--- Problem to work on ---
Format the lines below as a Markdown table with the columns Row and Text, starting at the line containing "In this exercise you will locate the gray" and ending at the line containing "[(378, 169), (354, 210), (349, 209)]". Skip any blank lines.
** BEGIN Records supplied **
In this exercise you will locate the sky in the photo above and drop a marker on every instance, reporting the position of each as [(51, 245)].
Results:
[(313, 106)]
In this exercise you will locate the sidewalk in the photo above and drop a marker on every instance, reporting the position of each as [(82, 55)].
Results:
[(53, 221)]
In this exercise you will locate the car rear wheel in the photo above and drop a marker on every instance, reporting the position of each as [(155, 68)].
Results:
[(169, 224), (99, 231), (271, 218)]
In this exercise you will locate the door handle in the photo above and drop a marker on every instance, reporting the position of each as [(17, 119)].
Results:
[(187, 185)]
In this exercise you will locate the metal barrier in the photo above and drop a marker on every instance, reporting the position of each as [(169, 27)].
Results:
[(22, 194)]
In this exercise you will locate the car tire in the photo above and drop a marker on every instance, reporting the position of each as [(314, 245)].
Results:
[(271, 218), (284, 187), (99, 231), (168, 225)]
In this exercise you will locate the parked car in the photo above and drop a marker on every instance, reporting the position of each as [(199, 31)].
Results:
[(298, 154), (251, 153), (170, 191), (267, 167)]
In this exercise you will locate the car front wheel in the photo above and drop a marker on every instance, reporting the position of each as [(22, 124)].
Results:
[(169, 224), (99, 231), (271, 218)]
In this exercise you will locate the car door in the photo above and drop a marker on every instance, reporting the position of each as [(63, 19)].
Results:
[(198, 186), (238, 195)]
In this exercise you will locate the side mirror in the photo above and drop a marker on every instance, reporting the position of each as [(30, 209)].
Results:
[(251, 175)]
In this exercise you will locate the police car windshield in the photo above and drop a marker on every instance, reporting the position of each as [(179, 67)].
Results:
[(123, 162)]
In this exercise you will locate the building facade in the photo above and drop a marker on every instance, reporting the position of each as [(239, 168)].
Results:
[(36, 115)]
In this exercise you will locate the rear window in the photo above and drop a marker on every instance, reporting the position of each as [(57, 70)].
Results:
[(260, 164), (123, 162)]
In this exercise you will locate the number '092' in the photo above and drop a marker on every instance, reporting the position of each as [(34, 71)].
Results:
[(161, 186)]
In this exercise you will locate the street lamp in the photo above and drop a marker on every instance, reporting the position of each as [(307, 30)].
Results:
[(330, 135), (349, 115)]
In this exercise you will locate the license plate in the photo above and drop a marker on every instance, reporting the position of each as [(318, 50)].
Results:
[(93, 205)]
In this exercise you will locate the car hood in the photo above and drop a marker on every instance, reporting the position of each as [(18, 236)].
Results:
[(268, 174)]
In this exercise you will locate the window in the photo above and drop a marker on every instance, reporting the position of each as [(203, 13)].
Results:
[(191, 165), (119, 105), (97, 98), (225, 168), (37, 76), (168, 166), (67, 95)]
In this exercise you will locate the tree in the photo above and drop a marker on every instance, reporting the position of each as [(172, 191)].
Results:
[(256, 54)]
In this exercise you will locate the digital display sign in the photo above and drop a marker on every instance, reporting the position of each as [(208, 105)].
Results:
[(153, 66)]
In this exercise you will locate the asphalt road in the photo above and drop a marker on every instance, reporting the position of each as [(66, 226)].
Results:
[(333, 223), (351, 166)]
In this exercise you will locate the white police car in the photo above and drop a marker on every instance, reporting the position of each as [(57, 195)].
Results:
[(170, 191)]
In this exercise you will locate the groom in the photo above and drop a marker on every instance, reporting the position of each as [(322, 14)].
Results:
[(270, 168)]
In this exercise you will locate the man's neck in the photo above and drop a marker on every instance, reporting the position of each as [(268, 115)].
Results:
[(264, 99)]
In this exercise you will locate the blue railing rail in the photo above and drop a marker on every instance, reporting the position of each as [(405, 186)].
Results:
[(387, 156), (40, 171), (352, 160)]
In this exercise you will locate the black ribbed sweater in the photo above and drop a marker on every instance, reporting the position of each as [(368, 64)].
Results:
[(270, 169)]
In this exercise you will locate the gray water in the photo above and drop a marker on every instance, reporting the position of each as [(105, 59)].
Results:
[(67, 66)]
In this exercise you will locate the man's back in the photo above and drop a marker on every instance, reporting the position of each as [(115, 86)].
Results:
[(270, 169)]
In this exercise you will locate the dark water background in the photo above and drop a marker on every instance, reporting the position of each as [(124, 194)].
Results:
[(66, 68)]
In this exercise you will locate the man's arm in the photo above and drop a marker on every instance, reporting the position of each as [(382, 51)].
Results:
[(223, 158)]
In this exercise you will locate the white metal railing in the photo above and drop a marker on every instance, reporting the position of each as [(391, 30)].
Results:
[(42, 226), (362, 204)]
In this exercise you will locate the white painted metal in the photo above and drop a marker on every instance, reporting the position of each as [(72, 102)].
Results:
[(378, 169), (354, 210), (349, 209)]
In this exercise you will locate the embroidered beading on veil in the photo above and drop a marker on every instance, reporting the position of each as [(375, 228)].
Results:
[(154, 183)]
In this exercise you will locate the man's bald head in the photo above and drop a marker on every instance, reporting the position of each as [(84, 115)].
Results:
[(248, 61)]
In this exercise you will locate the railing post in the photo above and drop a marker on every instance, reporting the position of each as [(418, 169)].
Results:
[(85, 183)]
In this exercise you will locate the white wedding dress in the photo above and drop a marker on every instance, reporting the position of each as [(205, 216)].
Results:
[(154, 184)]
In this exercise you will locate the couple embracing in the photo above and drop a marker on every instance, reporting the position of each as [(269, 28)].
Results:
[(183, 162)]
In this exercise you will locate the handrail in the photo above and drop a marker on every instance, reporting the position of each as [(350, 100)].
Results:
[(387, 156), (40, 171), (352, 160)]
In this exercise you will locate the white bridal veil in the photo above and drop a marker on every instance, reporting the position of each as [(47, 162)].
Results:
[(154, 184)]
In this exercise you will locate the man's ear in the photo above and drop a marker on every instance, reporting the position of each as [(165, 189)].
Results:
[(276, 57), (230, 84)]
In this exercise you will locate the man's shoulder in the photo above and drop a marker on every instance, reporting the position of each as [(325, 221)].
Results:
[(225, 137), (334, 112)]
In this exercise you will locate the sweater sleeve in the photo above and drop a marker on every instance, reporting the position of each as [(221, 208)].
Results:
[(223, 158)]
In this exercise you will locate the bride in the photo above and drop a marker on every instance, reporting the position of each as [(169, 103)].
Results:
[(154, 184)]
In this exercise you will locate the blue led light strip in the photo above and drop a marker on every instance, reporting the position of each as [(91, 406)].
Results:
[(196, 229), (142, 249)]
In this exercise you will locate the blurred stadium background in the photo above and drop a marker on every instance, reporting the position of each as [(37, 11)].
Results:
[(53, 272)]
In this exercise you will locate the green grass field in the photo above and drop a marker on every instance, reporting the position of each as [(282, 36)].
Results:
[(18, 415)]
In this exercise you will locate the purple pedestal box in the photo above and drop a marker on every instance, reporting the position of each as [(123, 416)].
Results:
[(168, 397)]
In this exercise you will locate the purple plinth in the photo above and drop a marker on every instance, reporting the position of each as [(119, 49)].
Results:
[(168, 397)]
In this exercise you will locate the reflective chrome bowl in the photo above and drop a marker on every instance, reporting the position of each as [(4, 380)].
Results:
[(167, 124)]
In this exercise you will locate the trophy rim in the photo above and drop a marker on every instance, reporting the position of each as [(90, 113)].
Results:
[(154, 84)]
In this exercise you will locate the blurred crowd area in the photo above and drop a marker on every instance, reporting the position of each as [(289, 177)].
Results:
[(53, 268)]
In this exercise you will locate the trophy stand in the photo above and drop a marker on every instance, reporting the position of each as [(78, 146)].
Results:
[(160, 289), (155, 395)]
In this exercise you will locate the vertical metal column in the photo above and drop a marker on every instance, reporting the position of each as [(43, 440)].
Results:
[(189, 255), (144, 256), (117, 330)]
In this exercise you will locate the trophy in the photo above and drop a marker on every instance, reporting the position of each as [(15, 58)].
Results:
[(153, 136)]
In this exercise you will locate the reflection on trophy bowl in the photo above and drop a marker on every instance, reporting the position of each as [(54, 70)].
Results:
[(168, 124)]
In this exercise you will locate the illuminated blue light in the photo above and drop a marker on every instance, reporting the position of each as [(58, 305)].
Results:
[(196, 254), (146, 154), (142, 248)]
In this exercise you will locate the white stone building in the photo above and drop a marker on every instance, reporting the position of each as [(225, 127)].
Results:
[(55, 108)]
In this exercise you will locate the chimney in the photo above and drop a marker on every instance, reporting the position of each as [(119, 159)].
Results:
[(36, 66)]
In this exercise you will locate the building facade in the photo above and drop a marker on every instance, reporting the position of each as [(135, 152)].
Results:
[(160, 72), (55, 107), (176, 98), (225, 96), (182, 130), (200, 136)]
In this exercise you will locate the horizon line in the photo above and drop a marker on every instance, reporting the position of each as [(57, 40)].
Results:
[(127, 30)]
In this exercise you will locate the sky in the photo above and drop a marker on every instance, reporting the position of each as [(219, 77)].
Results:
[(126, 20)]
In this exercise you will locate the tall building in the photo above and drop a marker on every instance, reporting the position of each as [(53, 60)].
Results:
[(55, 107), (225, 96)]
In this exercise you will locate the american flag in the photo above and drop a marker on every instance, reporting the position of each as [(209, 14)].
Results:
** END Records supplied **
--- Response ---
| Row | Text |
|---|---|
| 1 | In this exercise you will locate the gray water in the photo above and drop a marker on every instance, reporting the position of each as [(105, 59)]. |
| 2 | Results: |
| 3 | [(67, 66)] |
| 4 | In this exercise you will locate the man's back in the photo above and drop a marker on every instance, reporting the position of each as [(115, 86)]. |
| 5 | Results: |
| 6 | [(270, 169)] |
| 7 | In this exercise you will locate the dark water background in the photo above and drop a marker on every instance, reporting the position of each as [(124, 194)]. |
| 8 | Results: |
| 9 | [(66, 68)] |
| 10 | In this exercise you will locate the man's arm in the photo above and drop a marker on every instance, reporting the position of each as [(382, 51)]. |
| 11 | Results: |
| 12 | [(223, 158)] |
| 13 | In this exercise you will locate the white metal railing in the photo above and drop a marker on every instance, reporting the position of each as [(391, 30)]. |
| 14 | Results: |
| 15 | [(42, 226), (362, 204)] |
| 16 | In this exercise you will locate the white painted metal in the photo above and drop a marker on every instance, reporting the position of each as [(72, 102)]. |
| 17 | Results: |
| 18 | [(378, 169), (354, 210), (349, 209)] |